Text provided>
▽
Re: Unicode characters for degrees, minutes, seconds above the decimal point.

2013-07-07 Thread Thibaud Taudin Chabot

This looks not logic.
The unit symbol comes after the value and not in 
between. If you put the ° above the decimal . 
then what unit is the value after the decimal .?
Everywhere the notation [value] [measuring unit] 
is used, even if the [value] has a fractional part.

But an artist never really looks at rules and makes his own presentation.
Thibaud

At 14:25 6-7-2013, Steve Lelievre wrote:

On 06/07/2013 8:38 AM, Barry Wainwright wrote:
It can be done, but how the characters are 
rendered depends very much on the application used to render them.
△
Extracted records>
▽
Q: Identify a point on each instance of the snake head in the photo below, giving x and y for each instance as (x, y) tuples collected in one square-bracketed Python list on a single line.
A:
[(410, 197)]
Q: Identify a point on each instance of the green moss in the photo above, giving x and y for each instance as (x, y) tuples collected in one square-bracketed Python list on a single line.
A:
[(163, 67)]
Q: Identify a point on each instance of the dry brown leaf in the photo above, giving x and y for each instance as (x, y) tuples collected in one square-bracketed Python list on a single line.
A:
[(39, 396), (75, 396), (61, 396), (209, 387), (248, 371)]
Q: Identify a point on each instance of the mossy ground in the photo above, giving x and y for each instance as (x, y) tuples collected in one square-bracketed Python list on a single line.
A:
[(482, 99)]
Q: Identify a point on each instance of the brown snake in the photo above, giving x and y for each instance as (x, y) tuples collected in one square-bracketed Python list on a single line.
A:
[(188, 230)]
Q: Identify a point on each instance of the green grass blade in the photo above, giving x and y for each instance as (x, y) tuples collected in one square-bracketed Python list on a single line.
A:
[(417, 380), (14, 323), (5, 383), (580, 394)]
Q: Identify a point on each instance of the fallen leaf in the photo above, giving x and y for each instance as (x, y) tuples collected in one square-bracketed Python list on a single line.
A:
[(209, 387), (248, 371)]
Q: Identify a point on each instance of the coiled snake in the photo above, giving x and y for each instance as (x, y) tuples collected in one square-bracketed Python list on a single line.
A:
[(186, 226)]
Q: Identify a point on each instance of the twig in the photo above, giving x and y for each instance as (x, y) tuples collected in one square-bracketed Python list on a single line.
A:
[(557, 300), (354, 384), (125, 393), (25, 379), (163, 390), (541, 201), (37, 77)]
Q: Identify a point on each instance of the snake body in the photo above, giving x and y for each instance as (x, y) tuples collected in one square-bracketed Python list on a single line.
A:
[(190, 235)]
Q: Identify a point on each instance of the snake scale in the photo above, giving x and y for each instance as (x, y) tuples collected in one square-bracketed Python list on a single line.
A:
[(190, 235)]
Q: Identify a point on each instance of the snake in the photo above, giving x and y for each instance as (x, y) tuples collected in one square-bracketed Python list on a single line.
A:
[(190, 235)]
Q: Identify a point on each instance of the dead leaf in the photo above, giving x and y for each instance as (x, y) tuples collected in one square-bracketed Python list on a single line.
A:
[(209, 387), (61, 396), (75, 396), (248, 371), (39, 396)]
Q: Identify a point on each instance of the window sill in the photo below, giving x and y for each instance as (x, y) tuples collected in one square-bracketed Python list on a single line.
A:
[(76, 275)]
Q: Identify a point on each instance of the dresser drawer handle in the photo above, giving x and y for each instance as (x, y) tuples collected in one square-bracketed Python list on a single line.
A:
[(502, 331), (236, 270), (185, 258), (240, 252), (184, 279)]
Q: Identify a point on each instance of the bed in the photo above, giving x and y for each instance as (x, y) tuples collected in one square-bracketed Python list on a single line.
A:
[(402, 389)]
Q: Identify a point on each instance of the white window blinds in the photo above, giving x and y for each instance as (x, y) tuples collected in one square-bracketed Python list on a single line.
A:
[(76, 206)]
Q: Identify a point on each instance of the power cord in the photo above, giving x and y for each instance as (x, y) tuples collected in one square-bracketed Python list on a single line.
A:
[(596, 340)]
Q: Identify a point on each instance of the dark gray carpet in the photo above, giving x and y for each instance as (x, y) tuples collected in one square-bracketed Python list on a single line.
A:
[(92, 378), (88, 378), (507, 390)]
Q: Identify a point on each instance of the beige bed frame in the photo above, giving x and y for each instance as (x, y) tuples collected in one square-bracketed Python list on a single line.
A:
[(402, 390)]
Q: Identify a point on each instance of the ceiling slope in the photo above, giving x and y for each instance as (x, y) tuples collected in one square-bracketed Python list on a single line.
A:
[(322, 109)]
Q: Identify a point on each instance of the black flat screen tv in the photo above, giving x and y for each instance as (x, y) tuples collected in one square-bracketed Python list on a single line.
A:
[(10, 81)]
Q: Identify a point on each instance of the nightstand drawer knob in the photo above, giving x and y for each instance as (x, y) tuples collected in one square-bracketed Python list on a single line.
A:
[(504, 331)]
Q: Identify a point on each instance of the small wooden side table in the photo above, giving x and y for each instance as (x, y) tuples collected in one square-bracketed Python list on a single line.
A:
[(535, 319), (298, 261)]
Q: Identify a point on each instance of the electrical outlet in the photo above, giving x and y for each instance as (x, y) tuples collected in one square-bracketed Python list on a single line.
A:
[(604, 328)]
△
Required work>
a) Repeat the part of the message about the degree sign that begins at the words "2013-07-07 Thread Thibaud" and stops after "the decimal .?".
b) Turn the lines of the listing that begin at the line containing "Q: Identify a point on each instance of the bed" and stop after the line containing "[(322, 109)]" into a Markdown table with the columns Row and Line. Give each line its own numbered row and skip any blank lines.

Expected answers>
a)
2013-07-07 Thread Thibaud Taudin Chabot

This looks not logic.
The unit symbol comes after the value and not in 
between. If you put the ° above the decimal . 
then what unit is the value after the decimal .?

b)
| Row | Line |
|---|---|
| 1 | Q: Identify a point on each instance of the bed in the photo above, giving x and y for each instance as (x, y) tuples collected in one square-bracketed Python list on a single line. |
| 2 | A: |
| 3 | [(402, 389)] |
| 4 | Q: Identify a point on each instance of the white window blinds in the photo above, giving x and y for each instance as (x, y) tuples collected in one square-bracketed Python list on a single line. |
| 5 | A: |
| 6 | [(76, 206)] |
| 7 | Q: Identify a point on each instance of the power cord in the photo above, giving x and y for each instance as (x, y) tuples collected in one square-bracketed Python list on a single line. |
| 8 | A: |
| 9 | [(596, 340)] |
| 10 | Q: Identify a point on each instance of the dark gray carpet in the photo above, giving x and y for each instance as (x, y) tuples collected in one square-bracketed Python list on a single line. |
| 11 | A: |
| 12 | [(92, 378), (88, 378), (507, 390)] |
| 13 | Q: Identify a point on each instance of the beige bed frame in the photo above, giving x and y for each instance as (x, y) tuples collected in one square-bracketed Python list on a single line. |
| 14 | A: |
| 15 | [(402, 390)] |
| 16 | Q: Identify a point on each instance of the ceiling slope in the photo above, giving x and y for each instance as (x, y) tuples collected in one square-bracketed Python list on a single line. |
| 17 | A: |
| 18 | [(322, 109)] |